**Extract to read:**
--

2.5. Creating Functions

Introduction

Functions are fundamental building blocks in Python programming, and mastering them marks the transition from writing scripts to writing software. A function encapsulates a specific operation into a reusable, named block of code. This matters for four interconnected reasons. First, functions allow you to write code once and reuse it across multiple analyses, eliminating redundancy. Second, they make your analysis more readable by replacing complex operations with descriptive function names (e.g. calculate_walkability_score() is immediately clearer than 15 lines of inline arithmetic). Third, they reduce errors through standardisation, because once a function is tested and verified, every call to it produces consistent results. Fourth, they enable you to share functionality across projects and with collaborators, which is the foundation of the Python packaging workflow you will learn in Part 4.

--

**Problem requirements:** According to the section on creating functions, why do functions reduce errors?

**Data provided:**
--

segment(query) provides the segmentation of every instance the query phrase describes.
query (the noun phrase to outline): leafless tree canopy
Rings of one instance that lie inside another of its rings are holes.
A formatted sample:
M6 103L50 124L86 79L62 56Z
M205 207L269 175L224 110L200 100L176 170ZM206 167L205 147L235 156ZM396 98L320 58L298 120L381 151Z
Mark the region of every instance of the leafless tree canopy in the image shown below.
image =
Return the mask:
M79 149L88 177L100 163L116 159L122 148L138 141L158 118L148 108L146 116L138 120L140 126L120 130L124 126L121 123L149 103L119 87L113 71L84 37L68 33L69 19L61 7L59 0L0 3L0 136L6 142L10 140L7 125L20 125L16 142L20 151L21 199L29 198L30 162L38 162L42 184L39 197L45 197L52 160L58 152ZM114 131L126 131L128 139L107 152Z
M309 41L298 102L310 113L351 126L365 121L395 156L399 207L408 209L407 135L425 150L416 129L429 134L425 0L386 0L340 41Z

--

**Output of the exercise:** Functions reduce errors through standardization. Once a function is tested and verified, every call to it produces consistent results.